Goal
Reproduce exactly the lines from the one containing "Annotation task: mark the audience" through the last line of the records below, both included, and nothing else.

[Dataset rows on where objects appear]
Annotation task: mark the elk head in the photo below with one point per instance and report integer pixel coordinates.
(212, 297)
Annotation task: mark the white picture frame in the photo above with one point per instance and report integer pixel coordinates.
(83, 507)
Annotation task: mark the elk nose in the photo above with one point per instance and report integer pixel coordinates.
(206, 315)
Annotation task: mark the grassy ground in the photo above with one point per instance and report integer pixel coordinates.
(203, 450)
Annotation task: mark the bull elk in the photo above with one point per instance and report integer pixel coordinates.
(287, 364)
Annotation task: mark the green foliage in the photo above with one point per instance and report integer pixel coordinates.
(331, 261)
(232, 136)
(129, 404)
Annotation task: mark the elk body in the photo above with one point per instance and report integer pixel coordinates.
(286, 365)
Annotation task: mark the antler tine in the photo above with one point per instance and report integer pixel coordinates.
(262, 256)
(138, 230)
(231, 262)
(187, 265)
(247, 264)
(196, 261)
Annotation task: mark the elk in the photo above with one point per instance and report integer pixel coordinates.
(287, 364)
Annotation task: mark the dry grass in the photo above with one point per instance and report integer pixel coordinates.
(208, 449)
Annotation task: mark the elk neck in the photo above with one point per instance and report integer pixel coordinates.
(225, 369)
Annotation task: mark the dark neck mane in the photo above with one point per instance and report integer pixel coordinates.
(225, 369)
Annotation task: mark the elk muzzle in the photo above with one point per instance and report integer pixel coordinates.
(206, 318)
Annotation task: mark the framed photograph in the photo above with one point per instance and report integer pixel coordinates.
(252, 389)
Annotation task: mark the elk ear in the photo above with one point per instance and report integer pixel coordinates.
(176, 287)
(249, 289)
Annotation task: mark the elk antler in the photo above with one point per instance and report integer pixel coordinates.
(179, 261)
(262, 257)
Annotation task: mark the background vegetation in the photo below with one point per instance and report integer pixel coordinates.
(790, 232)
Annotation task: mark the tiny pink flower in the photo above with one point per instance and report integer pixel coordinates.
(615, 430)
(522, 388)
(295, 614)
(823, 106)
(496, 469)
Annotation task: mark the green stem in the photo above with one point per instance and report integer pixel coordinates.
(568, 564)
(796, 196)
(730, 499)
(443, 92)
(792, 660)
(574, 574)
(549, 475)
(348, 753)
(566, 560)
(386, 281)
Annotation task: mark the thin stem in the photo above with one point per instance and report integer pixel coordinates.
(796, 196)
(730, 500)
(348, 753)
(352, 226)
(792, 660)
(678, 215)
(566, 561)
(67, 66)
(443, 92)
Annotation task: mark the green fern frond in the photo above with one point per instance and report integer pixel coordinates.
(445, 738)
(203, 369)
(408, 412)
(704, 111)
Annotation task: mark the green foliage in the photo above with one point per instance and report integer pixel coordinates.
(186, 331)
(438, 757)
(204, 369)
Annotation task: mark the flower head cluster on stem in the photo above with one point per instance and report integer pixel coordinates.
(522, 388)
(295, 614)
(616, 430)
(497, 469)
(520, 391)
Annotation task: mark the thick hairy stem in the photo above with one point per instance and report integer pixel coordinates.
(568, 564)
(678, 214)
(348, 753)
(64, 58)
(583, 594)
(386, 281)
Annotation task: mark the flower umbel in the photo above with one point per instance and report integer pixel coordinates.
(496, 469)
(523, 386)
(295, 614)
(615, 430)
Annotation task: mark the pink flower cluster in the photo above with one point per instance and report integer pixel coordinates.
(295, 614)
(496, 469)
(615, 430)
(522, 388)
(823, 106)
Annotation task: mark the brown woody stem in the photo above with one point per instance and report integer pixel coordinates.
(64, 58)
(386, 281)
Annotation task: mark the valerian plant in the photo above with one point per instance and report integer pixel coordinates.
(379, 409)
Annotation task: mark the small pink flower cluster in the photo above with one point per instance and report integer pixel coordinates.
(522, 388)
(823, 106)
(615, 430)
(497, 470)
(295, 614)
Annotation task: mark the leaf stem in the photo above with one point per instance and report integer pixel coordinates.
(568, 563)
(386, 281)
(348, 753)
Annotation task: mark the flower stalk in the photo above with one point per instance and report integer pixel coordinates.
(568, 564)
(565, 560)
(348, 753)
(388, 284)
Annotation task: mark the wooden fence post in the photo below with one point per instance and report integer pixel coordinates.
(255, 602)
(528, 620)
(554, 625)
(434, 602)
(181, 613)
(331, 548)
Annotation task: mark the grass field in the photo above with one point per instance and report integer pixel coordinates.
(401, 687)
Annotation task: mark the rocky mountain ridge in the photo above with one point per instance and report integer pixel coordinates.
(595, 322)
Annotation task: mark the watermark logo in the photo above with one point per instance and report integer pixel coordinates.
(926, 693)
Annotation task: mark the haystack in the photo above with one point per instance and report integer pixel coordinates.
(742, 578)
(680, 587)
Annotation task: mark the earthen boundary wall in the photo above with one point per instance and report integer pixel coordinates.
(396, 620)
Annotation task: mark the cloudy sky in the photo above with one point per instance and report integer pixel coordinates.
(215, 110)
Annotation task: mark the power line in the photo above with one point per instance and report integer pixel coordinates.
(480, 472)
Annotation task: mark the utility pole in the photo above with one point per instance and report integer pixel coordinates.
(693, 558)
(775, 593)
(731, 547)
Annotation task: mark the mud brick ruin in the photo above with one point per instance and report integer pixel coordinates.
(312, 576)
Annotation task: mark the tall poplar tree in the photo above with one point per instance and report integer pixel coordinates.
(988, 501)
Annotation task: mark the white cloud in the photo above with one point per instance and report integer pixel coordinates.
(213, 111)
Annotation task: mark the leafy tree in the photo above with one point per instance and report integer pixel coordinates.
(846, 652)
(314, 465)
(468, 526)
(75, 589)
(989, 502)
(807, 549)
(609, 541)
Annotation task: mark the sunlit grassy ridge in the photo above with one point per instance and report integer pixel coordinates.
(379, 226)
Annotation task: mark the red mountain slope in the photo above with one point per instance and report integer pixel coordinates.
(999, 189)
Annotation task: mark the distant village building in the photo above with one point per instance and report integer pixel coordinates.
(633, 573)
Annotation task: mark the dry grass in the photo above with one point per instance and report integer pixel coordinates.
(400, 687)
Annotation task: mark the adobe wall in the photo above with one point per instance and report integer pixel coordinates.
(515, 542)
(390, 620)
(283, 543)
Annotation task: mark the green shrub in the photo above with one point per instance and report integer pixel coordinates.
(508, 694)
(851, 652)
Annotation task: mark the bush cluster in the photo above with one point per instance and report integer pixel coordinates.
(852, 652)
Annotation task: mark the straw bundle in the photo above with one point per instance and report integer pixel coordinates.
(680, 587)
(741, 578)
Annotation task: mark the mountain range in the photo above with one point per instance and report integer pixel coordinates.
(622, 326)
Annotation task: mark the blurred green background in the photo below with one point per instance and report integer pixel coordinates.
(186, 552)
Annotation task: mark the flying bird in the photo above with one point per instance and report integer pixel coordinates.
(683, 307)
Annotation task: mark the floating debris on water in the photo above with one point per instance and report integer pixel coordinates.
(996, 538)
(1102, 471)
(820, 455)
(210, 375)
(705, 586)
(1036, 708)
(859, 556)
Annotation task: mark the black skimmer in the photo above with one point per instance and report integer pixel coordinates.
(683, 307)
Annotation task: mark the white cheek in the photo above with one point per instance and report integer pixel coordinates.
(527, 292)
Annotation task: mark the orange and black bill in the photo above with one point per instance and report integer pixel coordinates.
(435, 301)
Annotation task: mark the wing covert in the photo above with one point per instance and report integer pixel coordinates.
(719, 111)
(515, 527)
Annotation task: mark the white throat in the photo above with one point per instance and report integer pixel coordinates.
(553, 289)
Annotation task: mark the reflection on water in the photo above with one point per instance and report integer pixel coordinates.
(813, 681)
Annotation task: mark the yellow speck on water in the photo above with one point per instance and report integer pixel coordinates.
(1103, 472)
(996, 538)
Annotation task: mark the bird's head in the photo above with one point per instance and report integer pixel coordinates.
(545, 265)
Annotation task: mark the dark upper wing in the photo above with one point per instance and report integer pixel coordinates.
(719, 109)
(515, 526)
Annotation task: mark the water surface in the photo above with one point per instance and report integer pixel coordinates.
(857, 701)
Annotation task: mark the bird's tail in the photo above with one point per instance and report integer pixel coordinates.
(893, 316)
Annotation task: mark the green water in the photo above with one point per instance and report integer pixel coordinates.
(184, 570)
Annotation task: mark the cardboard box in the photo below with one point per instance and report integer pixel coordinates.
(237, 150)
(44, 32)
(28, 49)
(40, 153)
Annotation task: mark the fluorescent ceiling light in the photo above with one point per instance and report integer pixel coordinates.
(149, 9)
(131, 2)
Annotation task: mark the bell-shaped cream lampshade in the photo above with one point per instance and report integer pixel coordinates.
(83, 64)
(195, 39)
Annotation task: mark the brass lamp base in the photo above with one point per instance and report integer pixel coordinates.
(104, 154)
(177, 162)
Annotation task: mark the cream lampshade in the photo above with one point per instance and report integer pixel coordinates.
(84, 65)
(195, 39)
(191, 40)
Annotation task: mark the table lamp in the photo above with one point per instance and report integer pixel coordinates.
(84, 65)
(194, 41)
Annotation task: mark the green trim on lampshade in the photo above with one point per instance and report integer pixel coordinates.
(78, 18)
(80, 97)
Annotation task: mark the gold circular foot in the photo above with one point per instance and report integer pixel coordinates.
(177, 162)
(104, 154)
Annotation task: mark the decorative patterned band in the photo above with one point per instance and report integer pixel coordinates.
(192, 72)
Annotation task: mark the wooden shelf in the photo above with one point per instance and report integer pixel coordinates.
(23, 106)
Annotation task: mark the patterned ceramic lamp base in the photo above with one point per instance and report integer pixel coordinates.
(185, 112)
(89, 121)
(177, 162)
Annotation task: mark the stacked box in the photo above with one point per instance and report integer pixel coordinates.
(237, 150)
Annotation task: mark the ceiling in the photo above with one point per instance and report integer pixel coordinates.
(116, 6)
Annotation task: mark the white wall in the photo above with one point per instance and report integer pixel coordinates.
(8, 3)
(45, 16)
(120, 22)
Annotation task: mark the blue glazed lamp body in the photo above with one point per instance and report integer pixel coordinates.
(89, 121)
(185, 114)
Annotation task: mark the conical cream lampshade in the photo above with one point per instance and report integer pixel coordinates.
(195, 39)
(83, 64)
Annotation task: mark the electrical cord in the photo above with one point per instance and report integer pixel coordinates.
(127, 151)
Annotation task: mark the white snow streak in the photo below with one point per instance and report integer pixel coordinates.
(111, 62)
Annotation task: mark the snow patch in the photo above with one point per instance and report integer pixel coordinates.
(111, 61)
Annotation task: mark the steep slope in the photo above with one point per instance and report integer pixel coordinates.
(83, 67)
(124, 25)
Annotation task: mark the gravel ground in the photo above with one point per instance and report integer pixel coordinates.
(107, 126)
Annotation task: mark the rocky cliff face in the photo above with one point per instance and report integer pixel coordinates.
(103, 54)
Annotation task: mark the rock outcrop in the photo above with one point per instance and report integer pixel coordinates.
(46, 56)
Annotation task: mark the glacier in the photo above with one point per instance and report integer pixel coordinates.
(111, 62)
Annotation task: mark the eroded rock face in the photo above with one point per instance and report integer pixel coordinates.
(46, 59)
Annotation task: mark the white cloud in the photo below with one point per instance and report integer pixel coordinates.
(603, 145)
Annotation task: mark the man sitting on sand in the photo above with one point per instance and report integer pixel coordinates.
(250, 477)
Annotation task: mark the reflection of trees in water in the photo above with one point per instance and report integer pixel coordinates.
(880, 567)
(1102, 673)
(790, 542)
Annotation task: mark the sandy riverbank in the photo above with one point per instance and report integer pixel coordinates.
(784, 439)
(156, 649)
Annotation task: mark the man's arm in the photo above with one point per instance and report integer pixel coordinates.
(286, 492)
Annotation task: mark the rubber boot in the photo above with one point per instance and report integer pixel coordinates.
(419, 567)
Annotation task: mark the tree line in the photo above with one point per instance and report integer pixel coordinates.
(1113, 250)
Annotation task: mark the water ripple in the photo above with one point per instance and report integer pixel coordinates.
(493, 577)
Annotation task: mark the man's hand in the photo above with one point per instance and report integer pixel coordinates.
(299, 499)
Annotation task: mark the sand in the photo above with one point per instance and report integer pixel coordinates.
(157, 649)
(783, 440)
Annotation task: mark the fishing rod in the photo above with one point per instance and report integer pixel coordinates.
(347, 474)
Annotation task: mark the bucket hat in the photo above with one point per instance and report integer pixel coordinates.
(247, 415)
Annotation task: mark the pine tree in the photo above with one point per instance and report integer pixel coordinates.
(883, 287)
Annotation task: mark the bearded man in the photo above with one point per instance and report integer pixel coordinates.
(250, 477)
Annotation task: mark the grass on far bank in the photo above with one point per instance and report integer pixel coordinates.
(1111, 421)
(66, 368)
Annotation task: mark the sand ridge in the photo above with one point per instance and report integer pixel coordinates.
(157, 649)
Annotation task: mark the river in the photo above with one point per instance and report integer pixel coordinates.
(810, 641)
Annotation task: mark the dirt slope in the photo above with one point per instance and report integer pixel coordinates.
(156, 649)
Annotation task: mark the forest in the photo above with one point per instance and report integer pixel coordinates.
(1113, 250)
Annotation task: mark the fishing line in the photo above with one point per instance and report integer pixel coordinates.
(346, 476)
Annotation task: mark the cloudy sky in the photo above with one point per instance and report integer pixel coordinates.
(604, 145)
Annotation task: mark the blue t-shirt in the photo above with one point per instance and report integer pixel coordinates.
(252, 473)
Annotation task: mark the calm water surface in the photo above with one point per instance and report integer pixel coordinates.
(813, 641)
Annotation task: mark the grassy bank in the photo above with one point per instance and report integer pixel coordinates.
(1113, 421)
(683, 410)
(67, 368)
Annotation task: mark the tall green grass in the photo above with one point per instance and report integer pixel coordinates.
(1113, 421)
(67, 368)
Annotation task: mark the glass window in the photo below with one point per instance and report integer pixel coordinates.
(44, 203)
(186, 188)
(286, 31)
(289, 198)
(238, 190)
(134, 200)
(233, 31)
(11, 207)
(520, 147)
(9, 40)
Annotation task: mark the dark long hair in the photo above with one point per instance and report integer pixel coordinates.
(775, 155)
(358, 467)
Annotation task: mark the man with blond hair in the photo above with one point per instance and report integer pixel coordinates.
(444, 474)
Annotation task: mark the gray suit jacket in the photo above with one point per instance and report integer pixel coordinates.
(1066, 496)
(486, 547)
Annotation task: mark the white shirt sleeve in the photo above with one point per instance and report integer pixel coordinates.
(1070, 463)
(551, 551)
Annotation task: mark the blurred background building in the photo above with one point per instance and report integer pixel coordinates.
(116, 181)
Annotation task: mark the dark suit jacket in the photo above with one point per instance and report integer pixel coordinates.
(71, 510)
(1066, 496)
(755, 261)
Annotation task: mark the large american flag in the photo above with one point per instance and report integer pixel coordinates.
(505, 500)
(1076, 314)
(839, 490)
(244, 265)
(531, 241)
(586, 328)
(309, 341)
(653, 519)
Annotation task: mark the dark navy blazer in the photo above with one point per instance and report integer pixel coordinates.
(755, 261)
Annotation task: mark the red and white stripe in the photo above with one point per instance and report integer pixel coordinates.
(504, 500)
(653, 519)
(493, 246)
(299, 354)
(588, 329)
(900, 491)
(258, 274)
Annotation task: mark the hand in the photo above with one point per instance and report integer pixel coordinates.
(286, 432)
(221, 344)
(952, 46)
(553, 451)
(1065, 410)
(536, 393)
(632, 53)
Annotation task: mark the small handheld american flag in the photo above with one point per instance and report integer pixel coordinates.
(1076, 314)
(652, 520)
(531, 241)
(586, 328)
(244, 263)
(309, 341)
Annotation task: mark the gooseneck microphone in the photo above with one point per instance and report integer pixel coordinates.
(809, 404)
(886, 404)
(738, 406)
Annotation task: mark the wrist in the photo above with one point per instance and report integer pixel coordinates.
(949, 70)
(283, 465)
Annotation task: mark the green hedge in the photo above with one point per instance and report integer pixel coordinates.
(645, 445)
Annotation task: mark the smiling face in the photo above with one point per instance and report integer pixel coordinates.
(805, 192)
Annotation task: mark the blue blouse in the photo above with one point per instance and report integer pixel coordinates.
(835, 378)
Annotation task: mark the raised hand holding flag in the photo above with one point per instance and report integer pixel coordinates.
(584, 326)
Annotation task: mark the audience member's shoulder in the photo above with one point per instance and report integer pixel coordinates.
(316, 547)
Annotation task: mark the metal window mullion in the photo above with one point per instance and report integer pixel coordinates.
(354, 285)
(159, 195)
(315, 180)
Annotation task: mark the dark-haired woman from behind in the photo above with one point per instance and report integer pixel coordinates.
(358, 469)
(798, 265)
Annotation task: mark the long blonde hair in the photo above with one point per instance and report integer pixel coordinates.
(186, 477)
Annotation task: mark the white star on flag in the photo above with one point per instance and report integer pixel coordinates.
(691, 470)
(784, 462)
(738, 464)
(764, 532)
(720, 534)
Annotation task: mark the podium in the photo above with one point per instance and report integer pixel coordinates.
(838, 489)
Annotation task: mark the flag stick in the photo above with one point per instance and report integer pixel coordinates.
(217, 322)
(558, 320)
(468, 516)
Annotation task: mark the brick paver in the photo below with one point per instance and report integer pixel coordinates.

Reply
Annotation task: mark the audience member's shoulder in the photo above with one point per instance and report integer pixel coordinates.
(316, 547)
Annotation task: mark the metal window mullion in the photo above with one point per instance and report integer pixel coordinates.
(354, 285)
(159, 195)
(315, 180)
Annotation task: mark the dark-haired woman from behind in the photo above with one point per instance and report integer pixel coordinates.
(358, 469)
(798, 265)
Annotation task: mark the long blonde hair in the photo above with one point per instance and report integer pixel coordinates.
(186, 477)
Annotation task: mark the white star on flag in the photo above with one point per instance and report integer pixel coordinates.
(691, 470)
(784, 462)
(738, 464)
(764, 532)
(720, 534)
Annotation task: mark the podium in the photo above with one point per instance and report integer pixel coordinates.
(838, 489)
Annotation task: mark the flag stick in the photo above with one point per instance and report integer pixel coordinates.
(217, 322)
(558, 320)
(468, 516)
Annotation task: mark the brick paver in the photo below with one point per instance and report integer pixel coordinates.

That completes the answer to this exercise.